**Requirement:** In the Naive Bayes text below, what two assumptions are named for text classification?

**Text extract:**
|---|
If there are multiple features, we can calculate the posterior probability of each class, given the evidence (weather and temperature), for example, $P(Yes|Sunny, Cool)$:
$$ P(Yes|Sunny, Cool) = \frac{P(Sunny, Cool|Yes)P(Yes)}{P(Sunny, Cool)} = \frac{P(Sunny|Yes)P(Cool|Yes)P(Yes)}{P(Sunny)P(Cool)} $$

## Naive Bayes for text classification
You need a document $d$, a set of classes $C = {c_1, c_2, ..., c_n}$, and a set of $m$ hand-labelled documents $(d_1, c_1), (d_2, c_2), ..., (d_m, c_m)$. The for a document $d$, we want to find the class $c$ that maximizes the posterior probability $P(c|d)$.
$$ P(c|d) = \frac{P(c)P(d|c)}{P(d)} = \frac{P(c)\prod\limits_{i=1}^n P(w_i|c)}{P(d)}$$
Here, there are two assumptions : bag of words (position doesn't matter) and conditional independence.
|---|
**Dataset content:**
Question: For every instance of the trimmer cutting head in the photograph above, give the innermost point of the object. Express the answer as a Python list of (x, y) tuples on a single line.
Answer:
|---|
**Task result:** Bag of words (position doesn't matter) and conditional independence.